--- Start of Data shown ---

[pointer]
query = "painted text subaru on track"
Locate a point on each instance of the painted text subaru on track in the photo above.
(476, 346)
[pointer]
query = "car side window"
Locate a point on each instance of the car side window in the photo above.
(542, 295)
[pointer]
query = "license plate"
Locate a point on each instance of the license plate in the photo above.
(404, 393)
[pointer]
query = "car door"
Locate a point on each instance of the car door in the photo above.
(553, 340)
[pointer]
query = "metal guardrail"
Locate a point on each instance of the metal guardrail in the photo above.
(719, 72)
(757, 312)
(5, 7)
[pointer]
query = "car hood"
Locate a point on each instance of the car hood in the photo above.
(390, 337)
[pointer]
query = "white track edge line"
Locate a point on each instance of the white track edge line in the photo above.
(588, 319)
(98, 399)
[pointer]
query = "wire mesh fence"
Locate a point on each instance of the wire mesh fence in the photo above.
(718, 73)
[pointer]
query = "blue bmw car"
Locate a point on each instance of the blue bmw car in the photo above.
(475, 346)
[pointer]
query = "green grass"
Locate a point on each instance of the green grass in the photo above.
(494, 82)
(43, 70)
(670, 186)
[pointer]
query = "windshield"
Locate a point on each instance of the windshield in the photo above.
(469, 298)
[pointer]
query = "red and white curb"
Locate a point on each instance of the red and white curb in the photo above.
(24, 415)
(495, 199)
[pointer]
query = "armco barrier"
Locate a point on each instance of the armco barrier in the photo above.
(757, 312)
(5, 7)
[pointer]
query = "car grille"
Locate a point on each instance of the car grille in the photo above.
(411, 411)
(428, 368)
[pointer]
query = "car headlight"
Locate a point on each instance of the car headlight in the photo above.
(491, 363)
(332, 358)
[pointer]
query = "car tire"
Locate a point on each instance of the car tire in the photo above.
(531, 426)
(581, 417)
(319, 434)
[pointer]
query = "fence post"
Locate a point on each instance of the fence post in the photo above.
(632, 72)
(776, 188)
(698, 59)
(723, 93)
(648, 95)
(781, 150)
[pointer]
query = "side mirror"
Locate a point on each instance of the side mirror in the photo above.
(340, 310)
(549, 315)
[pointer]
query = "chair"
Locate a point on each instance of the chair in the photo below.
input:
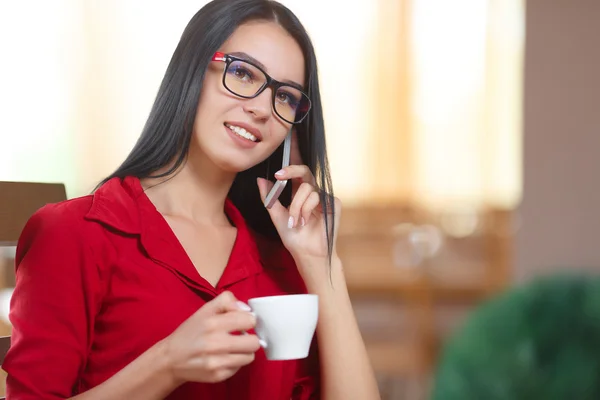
(18, 201)
(400, 309)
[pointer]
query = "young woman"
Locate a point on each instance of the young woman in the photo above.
(138, 291)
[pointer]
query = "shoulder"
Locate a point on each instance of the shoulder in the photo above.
(63, 218)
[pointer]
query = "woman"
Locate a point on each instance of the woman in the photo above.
(138, 291)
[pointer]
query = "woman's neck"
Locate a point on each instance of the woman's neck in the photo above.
(196, 191)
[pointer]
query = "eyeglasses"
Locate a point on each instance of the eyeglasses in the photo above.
(246, 80)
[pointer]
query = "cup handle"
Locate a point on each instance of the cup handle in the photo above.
(263, 343)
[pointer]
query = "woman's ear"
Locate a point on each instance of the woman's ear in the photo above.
(295, 157)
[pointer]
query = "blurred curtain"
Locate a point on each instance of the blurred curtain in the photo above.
(448, 103)
(422, 98)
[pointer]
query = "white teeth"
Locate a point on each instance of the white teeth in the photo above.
(242, 132)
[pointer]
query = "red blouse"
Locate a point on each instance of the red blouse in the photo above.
(102, 278)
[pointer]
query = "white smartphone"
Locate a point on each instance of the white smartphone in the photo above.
(278, 187)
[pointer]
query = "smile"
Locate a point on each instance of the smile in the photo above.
(242, 132)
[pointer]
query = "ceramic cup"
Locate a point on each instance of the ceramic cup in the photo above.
(286, 324)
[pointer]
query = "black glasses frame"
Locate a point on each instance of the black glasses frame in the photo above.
(270, 83)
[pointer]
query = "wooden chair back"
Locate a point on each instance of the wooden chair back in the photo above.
(18, 202)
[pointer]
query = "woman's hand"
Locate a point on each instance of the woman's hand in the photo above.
(302, 225)
(205, 347)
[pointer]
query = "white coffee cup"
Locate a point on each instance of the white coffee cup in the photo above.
(286, 324)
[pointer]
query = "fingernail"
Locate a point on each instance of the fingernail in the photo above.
(243, 306)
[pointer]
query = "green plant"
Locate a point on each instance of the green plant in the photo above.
(537, 341)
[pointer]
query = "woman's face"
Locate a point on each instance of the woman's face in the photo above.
(221, 115)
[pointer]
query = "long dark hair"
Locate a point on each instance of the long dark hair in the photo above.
(165, 139)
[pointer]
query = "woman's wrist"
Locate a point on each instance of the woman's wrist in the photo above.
(164, 364)
(319, 275)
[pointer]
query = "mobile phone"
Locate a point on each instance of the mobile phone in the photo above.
(278, 187)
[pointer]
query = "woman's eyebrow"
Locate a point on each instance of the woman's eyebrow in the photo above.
(248, 57)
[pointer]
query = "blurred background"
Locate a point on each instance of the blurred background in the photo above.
(463, 137)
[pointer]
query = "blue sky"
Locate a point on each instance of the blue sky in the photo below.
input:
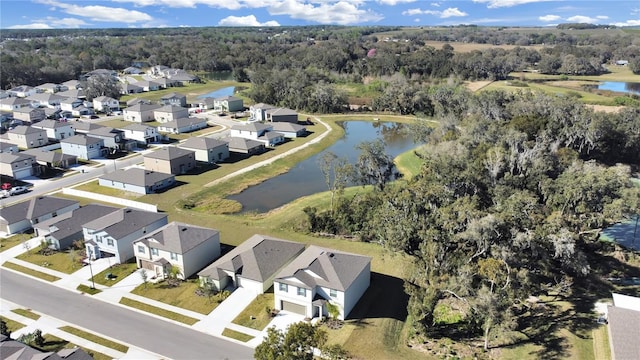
(176, 13)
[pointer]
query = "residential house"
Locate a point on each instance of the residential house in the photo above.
(245, 146)
(27, 137)
(319, 276)
(258, 112)
(62, 231)
(83, 147)
(183, 125)
(29, 115)
(170, 113)
(289, 130)
(251, 265)
(228, 104)
(174, 99)
(207, 150)
(137, 180)
(143, 134)
(282, 115)
(24, 215)
(52, 159)
(13, 103)
(105, 104)
(187, 247)
(46, 99)
(623, 319)
(170, 160)
(17, 165)
(113, 234)
(56, 130)
(140, 112)
(22, 91)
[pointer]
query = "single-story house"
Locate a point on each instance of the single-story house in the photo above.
(141, 133)
(113, 234)
(188, 247)
(137, 180)
(289, 130)
(183, 125)
(24, 215)
(282, 115)
(170, 160)
(251, 265)
(174, 99)
(140, 112)
(169, 113)
(106, 104)
(52, 159)
(60, 232)
(245, 146)
(56, 130)
(83, 147)
(207, 150)
(319, 276)
(17, 165)
(29, 115)
(27, 137)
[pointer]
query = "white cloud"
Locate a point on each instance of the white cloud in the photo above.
(506, 3)
(447, 13)
(547, 18)
(582, 19)
(249, 20)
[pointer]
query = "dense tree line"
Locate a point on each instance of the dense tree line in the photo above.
(512, 191)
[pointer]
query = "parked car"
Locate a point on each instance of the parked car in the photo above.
(18, 190)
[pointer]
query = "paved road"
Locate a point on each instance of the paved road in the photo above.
(146, 332)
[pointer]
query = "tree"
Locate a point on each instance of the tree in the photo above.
(374, 166)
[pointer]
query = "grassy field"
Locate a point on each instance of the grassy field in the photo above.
(182, 296)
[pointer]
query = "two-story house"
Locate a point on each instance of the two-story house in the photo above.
(113, 234)
(188, 247)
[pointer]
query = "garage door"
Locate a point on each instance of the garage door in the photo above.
(294, 308)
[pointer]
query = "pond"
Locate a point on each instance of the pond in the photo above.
(618, 86)
(228, 91)
(306, 178)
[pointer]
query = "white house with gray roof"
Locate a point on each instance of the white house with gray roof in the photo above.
(319, 276)
(251, 265)
(188, 247)
(137, 180)
(113, 234)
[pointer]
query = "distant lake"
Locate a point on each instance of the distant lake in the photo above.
(306, 178)
(228, 91)
(619, 86)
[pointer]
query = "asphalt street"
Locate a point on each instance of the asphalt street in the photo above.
(147, 332)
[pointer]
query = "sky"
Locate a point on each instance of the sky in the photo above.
(52, 14)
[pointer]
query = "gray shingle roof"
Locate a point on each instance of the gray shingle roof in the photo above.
(258, 258)
(178, 237)
(123, 222)
(137, 176)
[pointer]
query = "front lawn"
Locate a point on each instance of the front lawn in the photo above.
(182, 296)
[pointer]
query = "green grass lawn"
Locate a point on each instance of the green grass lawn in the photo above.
(26, 313)
(236, 335)
(117, 271)
(14, 240)
(95, 338)
(28, 271)
(59, 260)
(158, 311)
(182, 296)
(254, 315)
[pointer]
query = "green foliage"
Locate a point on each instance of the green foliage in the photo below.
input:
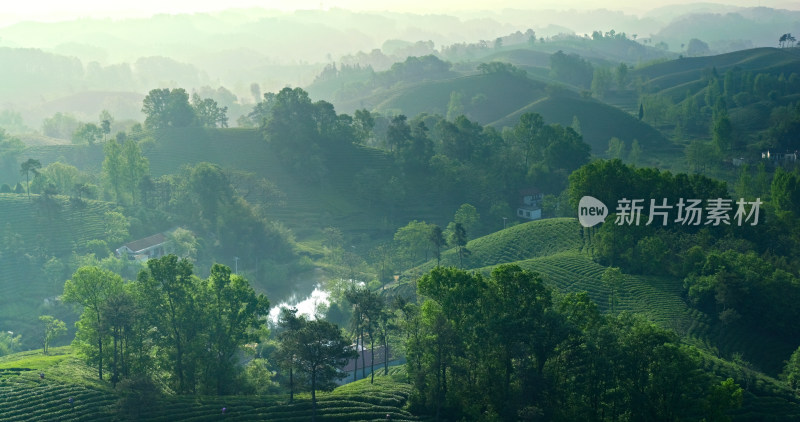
(9, 343)
(52, 328)
(28, 167)
(785, 191)
(61, 125)
(722, 132)
(164, 108)
(208, 113)
(702, 156)
(88, 133)
(601, 81)
(571, 69)
(792, 370)
(482, 347)
(616, 149)
(412, 242)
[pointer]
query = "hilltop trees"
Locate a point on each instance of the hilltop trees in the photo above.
(168, 322)
(208, 113)
(317, 349)
(124, 168)
(90, 288)
(571, 69)
(503, 347)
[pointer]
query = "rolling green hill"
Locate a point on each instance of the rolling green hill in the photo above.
(31, 239)
(599, 122)
(26, 397)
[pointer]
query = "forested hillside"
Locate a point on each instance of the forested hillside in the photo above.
(406, 237)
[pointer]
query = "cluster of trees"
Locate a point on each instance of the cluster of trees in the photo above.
(786, 40)
(475, 163)
(316, 349)
(504, 348)
(417, 242)
(164, 108)
(168, 322)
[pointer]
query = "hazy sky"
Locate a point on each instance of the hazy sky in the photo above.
(49, 10)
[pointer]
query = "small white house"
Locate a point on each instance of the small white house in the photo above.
(530, 207)
(143, 249)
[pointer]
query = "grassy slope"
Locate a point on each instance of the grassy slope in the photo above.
(308, 206)
(599, 122)
(686, 70)
(557, 250)
(25, 397)
(24, 287)
(504, 93)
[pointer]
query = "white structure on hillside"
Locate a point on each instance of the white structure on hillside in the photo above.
(530, 207)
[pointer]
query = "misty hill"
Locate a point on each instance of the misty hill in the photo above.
(561, 251)
(681, 73)
(484, 98)
(599, 121)
(730, 30)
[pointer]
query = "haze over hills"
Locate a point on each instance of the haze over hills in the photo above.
(166, 181)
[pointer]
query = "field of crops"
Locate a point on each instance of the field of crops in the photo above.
(24, 396)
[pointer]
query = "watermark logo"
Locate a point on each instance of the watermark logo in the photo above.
(591, 211)
(686, 212)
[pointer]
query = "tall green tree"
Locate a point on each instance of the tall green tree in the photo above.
(28, 167)
(136, 167)
(208, 113)
(321, 351)
(90, 288)
(114, 168)
(88, 133)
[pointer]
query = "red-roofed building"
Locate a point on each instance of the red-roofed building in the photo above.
(530, 207)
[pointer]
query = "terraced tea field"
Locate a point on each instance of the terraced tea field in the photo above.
(26, 397)
(30, 239)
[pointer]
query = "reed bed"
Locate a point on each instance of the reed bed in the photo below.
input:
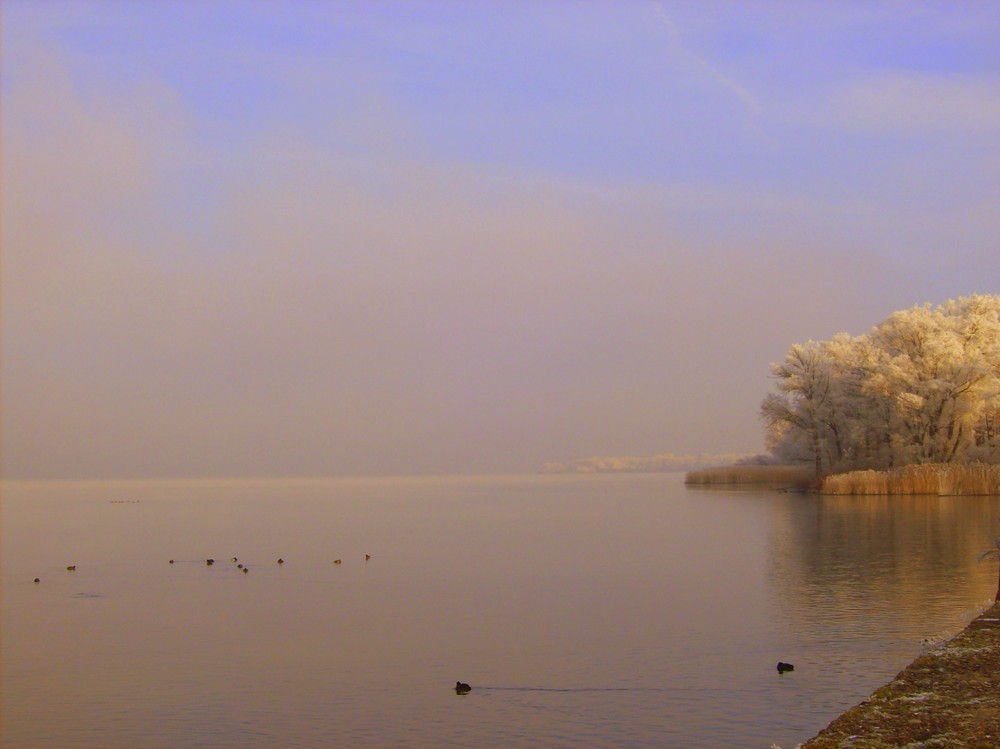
(788, 475)
(941, 479)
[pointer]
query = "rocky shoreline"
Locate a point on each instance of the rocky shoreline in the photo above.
(949, 697)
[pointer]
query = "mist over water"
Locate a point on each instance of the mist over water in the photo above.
(584, 610)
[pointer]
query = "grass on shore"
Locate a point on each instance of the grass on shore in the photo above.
(942, 479)
(800, 478)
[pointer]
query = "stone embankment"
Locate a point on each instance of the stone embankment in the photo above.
(949, 697)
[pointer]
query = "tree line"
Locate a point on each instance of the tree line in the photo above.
(922, 387)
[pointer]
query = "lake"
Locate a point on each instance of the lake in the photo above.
(585, 611)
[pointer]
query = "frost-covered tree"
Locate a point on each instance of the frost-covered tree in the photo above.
(923, 386)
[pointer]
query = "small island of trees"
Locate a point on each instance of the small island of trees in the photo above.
(911, 407)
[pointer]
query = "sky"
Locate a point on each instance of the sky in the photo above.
(380, 238)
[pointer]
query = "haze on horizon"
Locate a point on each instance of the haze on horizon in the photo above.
(424, 237)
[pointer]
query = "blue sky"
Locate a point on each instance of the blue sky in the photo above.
(356, 238)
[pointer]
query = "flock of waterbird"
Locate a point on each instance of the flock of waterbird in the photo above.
(209, 562)
(461, 688)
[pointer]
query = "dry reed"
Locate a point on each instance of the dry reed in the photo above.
(798, 477)
(942, 479)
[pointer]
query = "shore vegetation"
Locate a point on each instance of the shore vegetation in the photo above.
(795, 477)
(922, 387)
(941, 479)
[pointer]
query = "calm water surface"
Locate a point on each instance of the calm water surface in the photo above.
(586, 611)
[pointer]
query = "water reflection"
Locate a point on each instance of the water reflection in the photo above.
(587, 611)
(910, 555)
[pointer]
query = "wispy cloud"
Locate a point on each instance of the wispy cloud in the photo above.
(700, 65)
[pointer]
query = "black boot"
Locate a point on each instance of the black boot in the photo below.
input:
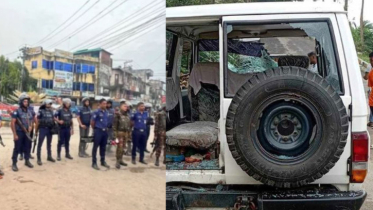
(157, 162)
(68, 156)
(94, 165)
(14, 167)
(28, 164)
(104, 164)
(51, 159)
(122, 163)
(39, 161)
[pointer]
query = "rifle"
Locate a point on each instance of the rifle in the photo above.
(87, 139)
(24, 129)
(155, 145)
(35, 141)
(1, 142)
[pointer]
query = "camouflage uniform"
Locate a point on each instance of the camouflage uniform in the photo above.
(160, 134)
(122, 131)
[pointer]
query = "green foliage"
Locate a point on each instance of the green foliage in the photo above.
(10, 77)
(363, 52)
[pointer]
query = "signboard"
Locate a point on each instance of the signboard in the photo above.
(104, 75)
(50, 92)
(63, 54)
(34, 50)
(63, 81)
(88, 94)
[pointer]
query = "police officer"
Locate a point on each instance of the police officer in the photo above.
(160, 134)
(22, 117)
(149, 122)
(99, 123)
(84, 119)
(139, 132)
(1, 172)
(64, 118)
(31, 108)
(111, 112)
(44, 124)
(122, 131)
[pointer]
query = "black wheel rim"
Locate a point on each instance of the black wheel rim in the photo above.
(289, 130)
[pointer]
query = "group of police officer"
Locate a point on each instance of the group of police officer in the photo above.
(119, 127)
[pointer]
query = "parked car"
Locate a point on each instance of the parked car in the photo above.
(267, 131)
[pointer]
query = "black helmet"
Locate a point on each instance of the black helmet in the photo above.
(122, 101)
(47, 101)
(85, 99)
(22, 97)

--- End of Data shown ---

Your task – Return every line of the data above that contains the string "waterbird", matching case exactly.

Exercise solution –
query = "flock of waterbird"
Locate a point on each instance of the flock of waterbird in the photo above.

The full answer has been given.